> **TEXT SECTION**

I’VE just finished reading a thought-provoking book by that late great adventurer and anthropologist Thor Heyerdahl. Green was the Earth on the Seventh Day recalls the author’s time living like a native on a Polynesian island with his new young wife Liv.

They travelled for an extended honeymoon to Fatu-Hiva in 1937 only to find a traditional way of life already in decline, thanks largely to the influence of European traders who had brought entrancing new objects for the natives to admire and desire.

The traders also brought with them not so desirable white man’s diseases. Before the islands were ‘discovered’ there were no mosquitos, for example. But the insects came accidentally with the explorers, bearing diseases such as elephantiasis, which causes limbs and other bodily parts to swell to enormous size.

The Heyerdahls initially found Fatu-Hiva idyllic but soon became disillusioned as they realised they couldn’t live among the local people, who had largely abandoned their traditional lives in favour of harvesting copra to trade for western goods.

Although the couple spent most of their 18 months there living in isolation, some of the time in a cave, it was to prove a life-changing experience for Heyerdahl. In Fatu-Hiva, he first contemplated a way of proving the Polynesian islands had been populated from South America, leading to the famous – if arguably inconclusive - Kon Tiki expedition of 1947.

> **SUPPLIED MATERIAL**
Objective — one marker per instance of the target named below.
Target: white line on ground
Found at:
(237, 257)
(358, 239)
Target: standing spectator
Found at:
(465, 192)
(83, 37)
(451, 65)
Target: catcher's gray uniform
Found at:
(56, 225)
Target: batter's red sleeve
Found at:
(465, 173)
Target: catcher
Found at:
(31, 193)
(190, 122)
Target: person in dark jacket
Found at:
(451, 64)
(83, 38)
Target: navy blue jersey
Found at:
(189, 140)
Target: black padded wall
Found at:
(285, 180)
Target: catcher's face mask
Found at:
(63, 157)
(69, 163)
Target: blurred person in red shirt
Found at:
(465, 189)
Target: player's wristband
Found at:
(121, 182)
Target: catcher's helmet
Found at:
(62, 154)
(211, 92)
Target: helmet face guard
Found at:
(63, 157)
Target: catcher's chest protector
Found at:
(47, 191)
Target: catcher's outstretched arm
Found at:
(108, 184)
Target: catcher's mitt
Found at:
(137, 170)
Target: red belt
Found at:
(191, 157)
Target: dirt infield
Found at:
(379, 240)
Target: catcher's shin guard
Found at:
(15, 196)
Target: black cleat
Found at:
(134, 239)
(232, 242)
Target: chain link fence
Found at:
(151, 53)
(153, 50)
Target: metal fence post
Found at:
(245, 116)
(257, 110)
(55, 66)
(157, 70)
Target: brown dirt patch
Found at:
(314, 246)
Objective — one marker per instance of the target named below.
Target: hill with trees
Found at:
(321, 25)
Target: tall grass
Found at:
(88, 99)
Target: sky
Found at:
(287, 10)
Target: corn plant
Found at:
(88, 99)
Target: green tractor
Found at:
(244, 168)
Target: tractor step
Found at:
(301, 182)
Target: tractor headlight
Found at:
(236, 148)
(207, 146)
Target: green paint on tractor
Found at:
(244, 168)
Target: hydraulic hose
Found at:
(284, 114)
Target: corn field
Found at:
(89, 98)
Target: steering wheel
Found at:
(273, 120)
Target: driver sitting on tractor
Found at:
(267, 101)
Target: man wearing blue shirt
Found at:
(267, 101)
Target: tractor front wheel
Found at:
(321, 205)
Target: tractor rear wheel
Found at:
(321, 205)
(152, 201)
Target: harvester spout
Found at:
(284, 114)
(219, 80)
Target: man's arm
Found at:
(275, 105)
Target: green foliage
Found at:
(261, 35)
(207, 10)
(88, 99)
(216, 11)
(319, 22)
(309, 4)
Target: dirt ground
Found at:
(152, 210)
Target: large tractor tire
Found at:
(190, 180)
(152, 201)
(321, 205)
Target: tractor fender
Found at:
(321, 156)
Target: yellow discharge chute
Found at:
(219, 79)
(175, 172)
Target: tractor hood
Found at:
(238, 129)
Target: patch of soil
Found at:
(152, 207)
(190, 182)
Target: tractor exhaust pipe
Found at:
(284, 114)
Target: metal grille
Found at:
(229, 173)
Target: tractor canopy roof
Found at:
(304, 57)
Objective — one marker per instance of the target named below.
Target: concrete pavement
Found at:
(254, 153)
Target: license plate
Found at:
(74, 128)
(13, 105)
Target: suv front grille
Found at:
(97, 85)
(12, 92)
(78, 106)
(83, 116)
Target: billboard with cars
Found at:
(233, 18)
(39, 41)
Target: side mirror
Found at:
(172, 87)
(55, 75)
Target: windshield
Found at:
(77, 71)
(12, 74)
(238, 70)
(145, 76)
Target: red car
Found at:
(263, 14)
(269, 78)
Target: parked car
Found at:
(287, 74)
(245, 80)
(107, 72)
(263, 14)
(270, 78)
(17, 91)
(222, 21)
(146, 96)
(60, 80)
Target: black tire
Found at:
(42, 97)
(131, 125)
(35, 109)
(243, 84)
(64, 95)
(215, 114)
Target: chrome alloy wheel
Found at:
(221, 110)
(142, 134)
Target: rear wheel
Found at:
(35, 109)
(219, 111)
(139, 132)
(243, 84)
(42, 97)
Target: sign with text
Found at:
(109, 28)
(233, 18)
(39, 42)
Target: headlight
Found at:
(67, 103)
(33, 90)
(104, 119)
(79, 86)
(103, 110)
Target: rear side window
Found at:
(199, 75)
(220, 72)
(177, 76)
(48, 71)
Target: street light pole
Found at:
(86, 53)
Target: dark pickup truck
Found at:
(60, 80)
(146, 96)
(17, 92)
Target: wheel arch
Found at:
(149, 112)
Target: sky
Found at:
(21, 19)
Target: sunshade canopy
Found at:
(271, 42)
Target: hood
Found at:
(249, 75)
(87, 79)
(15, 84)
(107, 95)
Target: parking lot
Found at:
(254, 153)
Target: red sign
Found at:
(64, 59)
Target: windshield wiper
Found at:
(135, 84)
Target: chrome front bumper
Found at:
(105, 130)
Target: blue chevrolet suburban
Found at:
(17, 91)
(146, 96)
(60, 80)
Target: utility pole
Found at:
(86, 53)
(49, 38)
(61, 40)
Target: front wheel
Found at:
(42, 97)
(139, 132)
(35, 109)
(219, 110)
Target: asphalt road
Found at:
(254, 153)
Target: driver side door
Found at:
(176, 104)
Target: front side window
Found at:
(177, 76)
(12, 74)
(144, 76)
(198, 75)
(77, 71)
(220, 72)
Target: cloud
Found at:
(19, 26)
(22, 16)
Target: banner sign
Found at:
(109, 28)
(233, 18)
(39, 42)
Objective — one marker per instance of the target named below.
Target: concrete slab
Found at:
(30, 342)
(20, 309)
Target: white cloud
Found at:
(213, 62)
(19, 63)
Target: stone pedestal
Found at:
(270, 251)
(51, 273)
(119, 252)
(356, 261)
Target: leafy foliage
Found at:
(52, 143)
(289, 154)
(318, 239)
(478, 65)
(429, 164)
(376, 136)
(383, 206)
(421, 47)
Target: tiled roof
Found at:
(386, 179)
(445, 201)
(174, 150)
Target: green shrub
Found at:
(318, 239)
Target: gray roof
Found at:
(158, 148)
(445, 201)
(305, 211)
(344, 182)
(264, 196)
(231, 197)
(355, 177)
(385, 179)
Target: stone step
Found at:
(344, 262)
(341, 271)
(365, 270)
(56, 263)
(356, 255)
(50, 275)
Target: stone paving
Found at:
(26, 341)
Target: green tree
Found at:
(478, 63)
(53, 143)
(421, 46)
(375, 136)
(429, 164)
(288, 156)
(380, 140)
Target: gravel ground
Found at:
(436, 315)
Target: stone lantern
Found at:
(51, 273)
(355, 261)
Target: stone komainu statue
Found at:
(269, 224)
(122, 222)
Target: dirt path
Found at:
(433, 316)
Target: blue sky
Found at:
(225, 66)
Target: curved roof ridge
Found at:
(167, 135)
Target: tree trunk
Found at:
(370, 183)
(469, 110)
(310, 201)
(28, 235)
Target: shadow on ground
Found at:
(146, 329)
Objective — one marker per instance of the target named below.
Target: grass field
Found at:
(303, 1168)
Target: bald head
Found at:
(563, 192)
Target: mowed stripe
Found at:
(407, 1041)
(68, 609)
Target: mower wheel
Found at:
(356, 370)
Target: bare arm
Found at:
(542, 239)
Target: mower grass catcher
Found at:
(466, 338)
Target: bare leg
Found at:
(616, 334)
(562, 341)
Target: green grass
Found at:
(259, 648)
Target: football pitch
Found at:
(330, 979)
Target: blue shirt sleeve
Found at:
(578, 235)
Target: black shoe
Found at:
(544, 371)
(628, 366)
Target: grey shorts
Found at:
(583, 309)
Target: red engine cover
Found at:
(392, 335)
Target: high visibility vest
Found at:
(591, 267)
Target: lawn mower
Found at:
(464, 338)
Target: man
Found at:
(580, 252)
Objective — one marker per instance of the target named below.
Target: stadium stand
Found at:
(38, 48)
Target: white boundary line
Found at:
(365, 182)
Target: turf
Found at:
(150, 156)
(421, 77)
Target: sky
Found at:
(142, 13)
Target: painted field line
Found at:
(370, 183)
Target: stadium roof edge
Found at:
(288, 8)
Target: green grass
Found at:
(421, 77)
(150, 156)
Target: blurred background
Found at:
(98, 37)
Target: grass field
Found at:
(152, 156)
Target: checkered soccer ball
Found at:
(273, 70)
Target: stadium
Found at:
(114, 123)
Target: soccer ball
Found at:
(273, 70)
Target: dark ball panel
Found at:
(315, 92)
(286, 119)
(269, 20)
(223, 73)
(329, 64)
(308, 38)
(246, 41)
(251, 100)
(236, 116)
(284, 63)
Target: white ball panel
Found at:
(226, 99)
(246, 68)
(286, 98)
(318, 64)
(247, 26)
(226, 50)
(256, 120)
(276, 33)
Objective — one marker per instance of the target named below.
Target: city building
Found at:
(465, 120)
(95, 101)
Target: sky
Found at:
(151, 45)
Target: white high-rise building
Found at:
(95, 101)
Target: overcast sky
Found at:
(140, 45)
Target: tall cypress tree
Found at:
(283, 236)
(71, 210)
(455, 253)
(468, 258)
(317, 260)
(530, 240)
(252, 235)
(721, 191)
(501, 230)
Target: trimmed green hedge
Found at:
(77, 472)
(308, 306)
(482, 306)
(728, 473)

> **REQUIREMENT 1**
Answer from the Heyerdahl text:
(a) In what year did the couple travel to Fatu-Hiva?
(b) Which disease does the text name as carried by mosquitos?
(c) How many months did the couple spend on the island?
> **REQUIREMENT 2**
Extract from the Heyerdahl text the passage starting with "The traders also" and going on through "to enormous size.", copied word for word.
The records stand apart from the Heyerdahl text and are separate material.

> **WRITTEN REPLY 1**
(a) 1937
(b) Elephantiasis
(c) 18 months

> **WRITTEN REPLY 2**
The traders also brought with them not so desirable white man’s diseases. Before the islands were ‘discovered’ there were no mosquitos, for example. But the insects came accidentally with the explorers, bearing diseases such as elephantiasis, which causes limbs and other bodily parts to swell to enormous size.